** start of Entries **

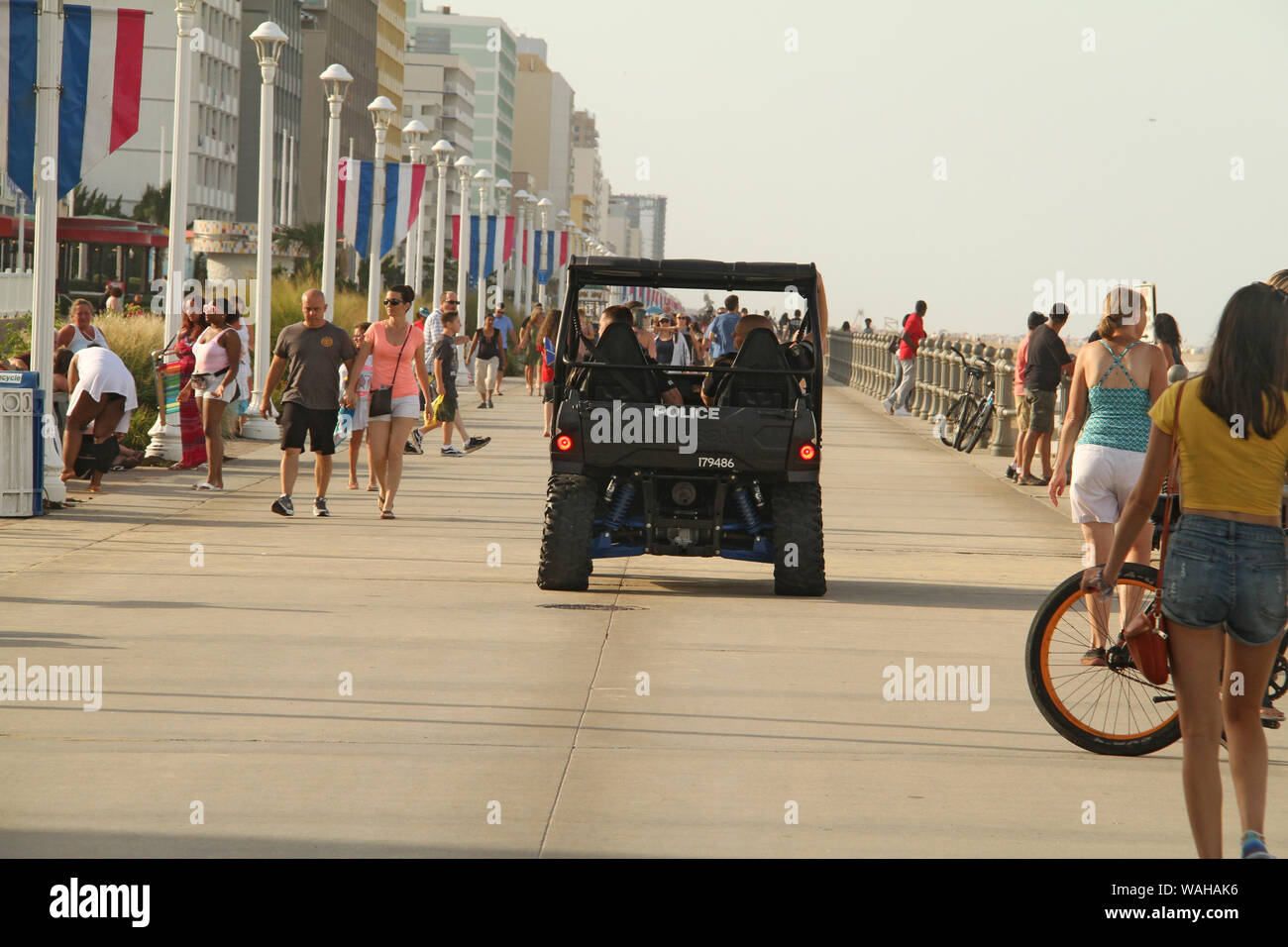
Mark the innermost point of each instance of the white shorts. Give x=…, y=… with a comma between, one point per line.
x=407, y=406
x=1103, y=479
x=360, y=412
x=205, y=385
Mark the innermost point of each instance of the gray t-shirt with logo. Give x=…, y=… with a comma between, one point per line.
x=313, y=359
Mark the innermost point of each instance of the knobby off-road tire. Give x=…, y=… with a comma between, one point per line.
x=566, y=539
x=799, y=540
x=982, y=429
x=1106, y=710
x=956, y=418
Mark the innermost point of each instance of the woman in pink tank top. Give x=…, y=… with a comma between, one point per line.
x=214, y=382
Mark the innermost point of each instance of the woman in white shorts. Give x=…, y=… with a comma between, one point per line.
x=214, y=381
x=398, y=352
x=359, y=424
x=1116, y=380
x=102, y=399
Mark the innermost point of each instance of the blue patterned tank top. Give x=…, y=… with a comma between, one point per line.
x=1117, y=416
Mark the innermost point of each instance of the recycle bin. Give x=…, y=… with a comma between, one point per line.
x=22, y=446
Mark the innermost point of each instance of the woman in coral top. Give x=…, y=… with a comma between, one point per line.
x=1224, y=578
x=398, y=363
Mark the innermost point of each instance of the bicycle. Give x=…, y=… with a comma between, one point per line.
x=967, y=403
x=1108, y=709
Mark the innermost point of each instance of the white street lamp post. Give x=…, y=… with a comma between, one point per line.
x=464, y=165
x=565, y=227
x=165, y=440
x=545, y=204
x=336, y=80
x=483, y=178
x=381, y=114
x=442, y=154
x=502, y=192
x=269, y=39
x=50, y=52
x=412, y=134
x=520, y=210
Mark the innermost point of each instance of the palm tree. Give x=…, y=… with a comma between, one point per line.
x=310, y=237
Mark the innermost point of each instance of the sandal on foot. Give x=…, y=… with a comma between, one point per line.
x=1094, y=657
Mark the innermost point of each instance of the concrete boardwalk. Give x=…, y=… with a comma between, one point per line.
x=473, y=686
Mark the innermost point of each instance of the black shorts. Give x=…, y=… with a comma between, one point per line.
x=317, y=423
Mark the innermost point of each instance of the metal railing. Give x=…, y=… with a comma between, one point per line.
x=864, y=363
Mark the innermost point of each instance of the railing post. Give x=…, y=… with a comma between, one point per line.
x=1005, y=427
x=936, y=381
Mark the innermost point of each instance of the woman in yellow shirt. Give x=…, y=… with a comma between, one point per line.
x=1224, y=579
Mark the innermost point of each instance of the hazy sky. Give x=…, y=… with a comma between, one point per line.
x=1113, y=163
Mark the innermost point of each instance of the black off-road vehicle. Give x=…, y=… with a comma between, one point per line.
x=632, y=475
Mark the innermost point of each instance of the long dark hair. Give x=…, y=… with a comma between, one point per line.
x=1166, y=330
x=1248, y=368
x=550, y=326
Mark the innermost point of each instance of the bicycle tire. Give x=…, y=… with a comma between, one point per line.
x=980, y=428
x=962, y=407
x=1085, y=705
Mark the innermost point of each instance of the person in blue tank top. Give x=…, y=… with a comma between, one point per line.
x=1116, y=380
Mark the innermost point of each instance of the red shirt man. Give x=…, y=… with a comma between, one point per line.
x=913, y=330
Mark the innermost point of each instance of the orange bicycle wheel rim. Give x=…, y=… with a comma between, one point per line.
x=1081, y=693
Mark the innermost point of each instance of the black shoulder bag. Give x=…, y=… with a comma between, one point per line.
x=382, y=398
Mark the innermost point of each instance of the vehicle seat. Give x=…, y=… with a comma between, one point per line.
x=617, y=346
x=760, y=350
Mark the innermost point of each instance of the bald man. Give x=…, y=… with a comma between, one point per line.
x=310, y=354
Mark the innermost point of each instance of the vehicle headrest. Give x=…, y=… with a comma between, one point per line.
x=760, y=350
x=618, y=344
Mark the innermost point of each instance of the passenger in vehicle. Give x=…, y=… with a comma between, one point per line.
x=715, y=381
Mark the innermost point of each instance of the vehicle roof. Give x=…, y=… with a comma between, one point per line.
x=690, y=274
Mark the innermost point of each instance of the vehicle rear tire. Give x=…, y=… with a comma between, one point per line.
x=566, y=539
x=957, y=415
x=798, y=510
x=982, y=428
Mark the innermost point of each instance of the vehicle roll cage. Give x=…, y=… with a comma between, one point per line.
x=696, y=274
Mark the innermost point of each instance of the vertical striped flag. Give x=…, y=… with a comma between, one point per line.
x=356, y=195
x=102, y=75
x=489, y=264
x=545, y=252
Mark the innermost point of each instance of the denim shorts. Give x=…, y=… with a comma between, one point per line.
x=1222, y=573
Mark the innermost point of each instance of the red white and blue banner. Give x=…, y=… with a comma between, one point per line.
x=545, y=249
x=404, y=184
x=102, y=75
x=489, y=258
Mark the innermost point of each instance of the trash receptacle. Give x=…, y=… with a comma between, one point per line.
x=22, y=446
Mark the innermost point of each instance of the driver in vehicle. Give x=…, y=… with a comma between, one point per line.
x=621, y=313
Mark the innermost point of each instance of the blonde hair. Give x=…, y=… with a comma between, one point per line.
x=1122, y=307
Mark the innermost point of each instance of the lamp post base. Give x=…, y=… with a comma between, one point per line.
x=165, y=441
x=54, y=487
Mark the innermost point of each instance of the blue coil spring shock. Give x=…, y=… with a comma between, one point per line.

** end of Entries **

== What you are asked to do ==
Give all the entries again exactly, dropping each picture.

== Solved problem ==
Mark the innermost point of each instance of the white shorts. Give x=…, y=… with a comma between, one point per line.
x=407, y=406
x=1103, y=479
x=360, y=412
x=205, y=385
Mark the innermost point of each instance of the gray t-shirt with logo. Give x=…, y=… with a comma between, one point per line.
x=313, y=359
Mark the innermost point of each instance of the knobby off-road tire. Give x=…, y=… with a comma between, one point per line.
x=566, y=539
x=799, y=540
x=982, y=429
x=1106, y=710
x=956, y=418
Mark the innermost point of each instance of the woman in pink tank top. Give x=…, y=… with a comma between, one point per line.
x=214, y=382
Mark the innermost point of each instance of the woman in white shorts. Give x=…, y=… with a comma between, one point per line.
x=214, y=381
x=398, y=352
x=359, y=424
x=1116, y=380
x=102, y=399
Mark the innermost point of each instance of the blue patterned tank top. Give x=…, y=… with a comma between, one point per line.
x=1117, y=416
Mark the innermost point of each instance of the recycle bin. Give x=…, y=… with a comma between, one point per line.
x=22, y=446
Mark the innermost point of each instance of the woman in coral top. Give x=…, y=… with a comma between, one point per line.
x=1224, y=578
x=398, y=363
Mark the innermost point of each instance of the bicycle. Give x=…, y=… with a comma between, one point per line.
x=967, y=403
x=1108, y=709
Mark the innermost point of each instance of the white street lamp post. Give x=…, y=… with a comma between, one point per line.
x=464, y=165
x=565, y=227
x=165, y=440
x=545, y=204
x=336, y=80
x=483, y=178
x=381, y=114
x=442, y=154
x=502, y=192
x=269, y=39
x=50, y=52
x=412, y=134
x=520, y=210
Mark the innermost point of each instance of the palm tree. Give x=…, y=… with a comma between, one point per line.
x=310, y=237
Mark the innermost point of each instance of the sandal on foot. Give x=…, y=… with a comma between, one point per line.
x=1094, y=657
Mark the innermost point of each instance of the concrete boardwalk. Give x=…, y=… with a comma between, one point per line.
x=473, y=686
Mark the innermost point of each instance of the black shorts. Give x=…, y=… with a comma between, one point per line.
x=317, y=423
Mark the innermost point of each instance of the metal railing. Give x=…, y=… with a comma between, one point per line.
x=864, y=363
Mark the innermost point of each instance of the railing post. Give x=…, y=… with a comma between, one point per line.
x=1005, y=427
x=936, y=381
Mark the innermost point of each instance of the woman in yellow shirt. Give x=…, y=… with a comma between, one point per line.
x=1224, y=579
Mark the innermost point of each instance of the hazy sky. Give x=…, y=… with a comma between, one point per line.
x=1113, y=163
Mark the innermost point of each instance of the black off-road vehicle. Give x=…, y=… with a comma between, one point per line.
x=632, y=475
Mark the innermost point of each instance of the long dark hair. Give x=…, y=… with a comma between, one point per line.
x=1166, y=330
x=1248, y=368
x=550, y=326
Mark the innermost point of each instance of the bicycle tire. Give x=…, y=… with a comma between, one point per line.
x=980, y=428
x=962, y=407
x=1085, y=705
Mark the innermost point of each instance of the person in blue tank top. Give x=…, y=… with a comma between, one point per line.
x=1116, y=380
Mark the innermost point of each instance of the red shirt man. Give x=…, y=… with a comma between, one point per line.
x=913, y=330
Mark the innermost point of each instance of the orange bicycle wheel rim. Give x=…, y=… with a comma between, one point per line.
x=1081, y=693
Mark the innermost point of each instance of the black shoulder bag. Give x=…, y=… with a comma between, one point per line.
x=382, y=398
Mark the innermost point of each instance of the vehicle seat. Give x=…, y=… with a comma between, one point per line.
x=617, y=346
x=760, y=350
Mark the innermost point of each instance of the bald man. Give x=…, y=… with a comma between, one point per line.
x=310, y=354
Mark the innermost point of each instance of the vehicle headrest. Give x=…, y=… with a comma between, one point per line.
x=760, y=350
x=618, y=344
Mark the innermost point of each instance of the passenger in vehicle. Give x=…, y=… with a comma between, one point per line.
x=715, y=381
Mark the innermost point of each instance of the vehicle roof. Give x=…, y=… with a comma between, one point per line.
x=690, y=274
Mark the innermost point of each instance of the vehicle rear tire. Give x=…, y=… with a comma between, one point per line.
x=566, y=539
x=957, y=415
x=798, y=510
x=982, y=428
Mark the innermost point of each instance of the vehicle roll cage. Give x=…, y=… with a comma between, one point per line.
x=696, y=274
Mark the innermost point of each instance of the vertical striped flag. Give x=…, y=… with a comma between, one point per line.
x=356, y=195
x=102, y=75
x=489, y=264
x=545, y=252
Mark the innermost point of each instance of the denim shorts. Give x=…, y=… with a comma between, one point per line.
x=1222, y=573
Mark the innermost point of each instance of the red white and blue banner. Give x=…, y=… with a comma between, one point per line.
x=545, y=249
x=404, y=184
x=102, y=75
x=489, y=258
Mark the innermost point of each instance of the trash receptacle. Give x=…, y=… with a comma between, one point per line.
x=22, y=446
Mark the innermost point of each instance of the driver in vehicle. Give x=…, y=… with a comma between, one point per line.
x=621, y=313
Mark the innermost point of each instance of the blonde hair. Give x=…, y=… with a comma between, one point per line.
x=1122, y=307
Mark the innermost point of each instance of the lamp post base. Give x=…, y=… with a comma between, one point per line.
x=165, y=441
x=54, y=487
Mark the innermost point of each instance of the blue coil spring shock. Give x=…, y=… with a comma between, one point per line.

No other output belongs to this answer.